───── Exercise input ─────

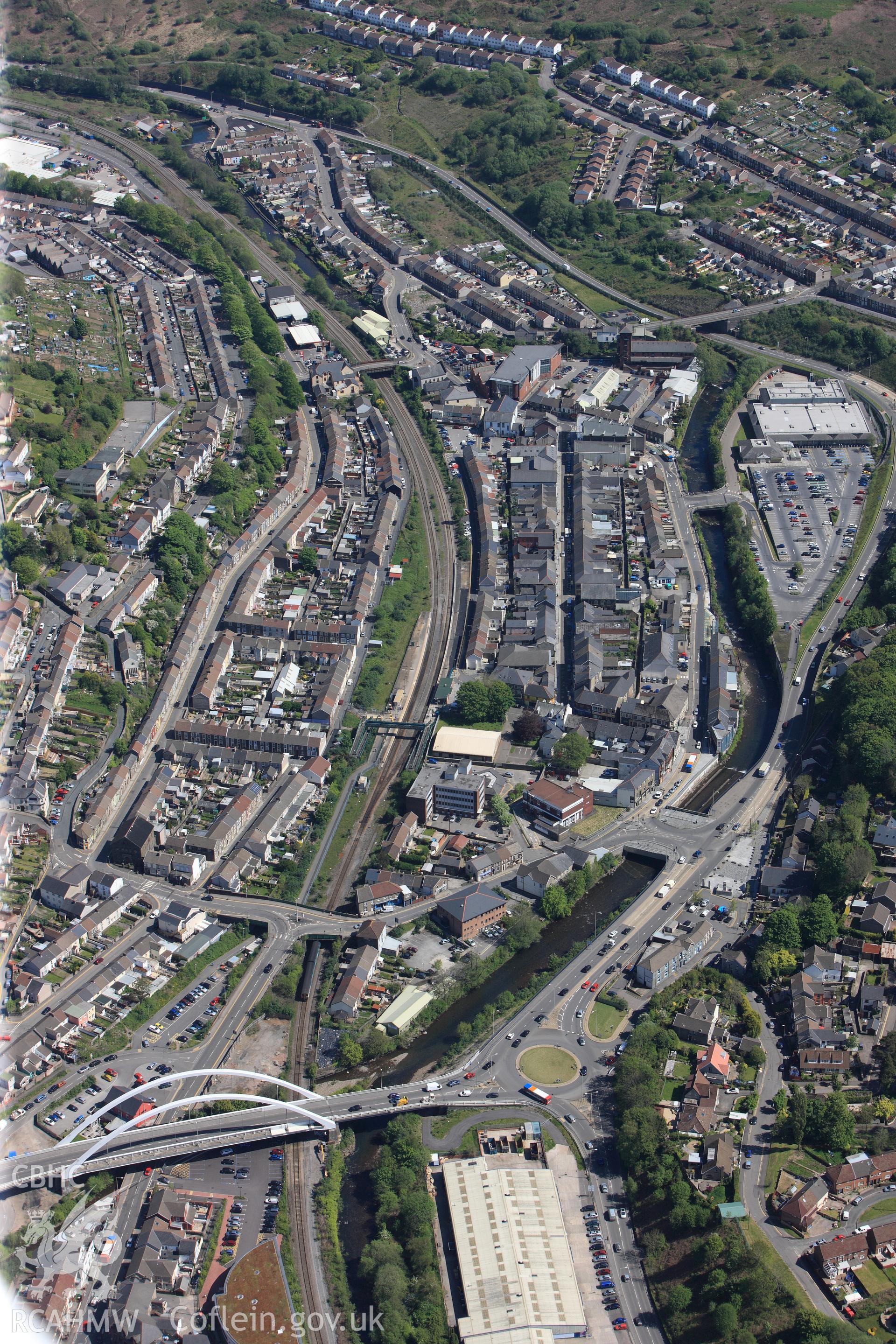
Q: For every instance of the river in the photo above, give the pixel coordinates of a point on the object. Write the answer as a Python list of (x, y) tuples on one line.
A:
[(759, 683), (624, 883), (357, 1219)]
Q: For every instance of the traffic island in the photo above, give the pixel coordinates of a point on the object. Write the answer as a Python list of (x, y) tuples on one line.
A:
[(551, 1066), (606, 1018)]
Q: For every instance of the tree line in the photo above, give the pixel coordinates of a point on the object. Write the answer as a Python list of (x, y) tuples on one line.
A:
[(749, 587), (399, 1265)]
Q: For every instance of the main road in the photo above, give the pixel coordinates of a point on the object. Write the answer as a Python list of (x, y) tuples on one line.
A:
[(746, 801)]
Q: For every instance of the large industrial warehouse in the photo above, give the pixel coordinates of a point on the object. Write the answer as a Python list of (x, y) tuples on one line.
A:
[(516, 1268), (794, 410)]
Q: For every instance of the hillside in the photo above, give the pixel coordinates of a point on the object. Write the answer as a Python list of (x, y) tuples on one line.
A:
[(724, 46)]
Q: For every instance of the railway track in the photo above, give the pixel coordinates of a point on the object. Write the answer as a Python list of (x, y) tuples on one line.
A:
[(422, 471), (447, 609), (297, 1190)]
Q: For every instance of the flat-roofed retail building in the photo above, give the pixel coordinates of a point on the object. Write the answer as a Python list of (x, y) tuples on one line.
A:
[(793, 410), (467, 744), (516, 1267)]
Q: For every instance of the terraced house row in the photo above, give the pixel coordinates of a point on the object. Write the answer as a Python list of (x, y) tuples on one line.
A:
[(459, 34)]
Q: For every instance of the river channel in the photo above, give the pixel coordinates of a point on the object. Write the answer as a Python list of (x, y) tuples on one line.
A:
[(759, 685), (358, 1214), (624, 883)]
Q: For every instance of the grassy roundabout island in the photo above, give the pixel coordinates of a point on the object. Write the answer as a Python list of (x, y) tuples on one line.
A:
[(548, 1065)]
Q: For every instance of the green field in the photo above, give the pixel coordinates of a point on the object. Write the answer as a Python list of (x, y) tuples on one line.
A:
[(794, 1159), (872, 1279)]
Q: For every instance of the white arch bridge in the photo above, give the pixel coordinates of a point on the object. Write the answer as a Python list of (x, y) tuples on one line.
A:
[(269, 1120)]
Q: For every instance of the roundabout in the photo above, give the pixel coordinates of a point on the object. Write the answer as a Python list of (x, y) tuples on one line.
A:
[(551, 1066)]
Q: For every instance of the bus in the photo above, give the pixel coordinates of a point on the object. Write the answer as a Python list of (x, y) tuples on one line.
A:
[(536, 1094)]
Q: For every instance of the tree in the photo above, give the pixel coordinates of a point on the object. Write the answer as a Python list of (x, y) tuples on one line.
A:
[(307, 560), (798, 1114), (836, 1127), (679, 1299), (350, 1051), (555, 903), (528, 726), (500, 811), (774, 966), (726, 1320), (782, 929), (711, 1250), (58, 543), (655, 1245), (222, 479), (571, 752), (484, 700), (26, 570), (141, 990), (522, 929), (817, 923)]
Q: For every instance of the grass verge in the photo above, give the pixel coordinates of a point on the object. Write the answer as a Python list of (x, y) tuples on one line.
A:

─────

### Exercise requirements
Starting with the line that contains "Q: For every instance of the roundabout", repeat each line through the last one exactly as it appears. Include both ends and nothing more.

### Complete output
Q: For every instance of the roundabout in the photo above, give the pixel coordinates of a point on the object. Write the answer as a Python list of (x, y) tuples on one line.
A:
[(551, 1066)]
Q: For every instance of the bus in the photo above, give the pixel coordinates of a point on the object. Write the answer as a Python list of (x, y) tuples on one line.
A:
[(536, 1094)]
Q: For every instance of the tree in the photo above, give the pixel coordinates of a point on the object. Write the answer as a Python list of (x, y) tuples on one line.
A:
[(307, 560), (798, 1114), (836, 1127), (679, 1299), (350, 1051), (555, 903), (528, 726), (500, 811), (774, 966), (726, 1320), (782, 929), (711, 1250), (58, 543), (655, 1245), (222, 479), (571, 752), (484, 700), (26, 570), (141, 990), (522, 929), (817, 923)]
Q: For every instance of the grass verge in the photo above, give the pixel coordinates of a point on the object. Write the answer as a Python list of (x, y) tuples on one line.
A:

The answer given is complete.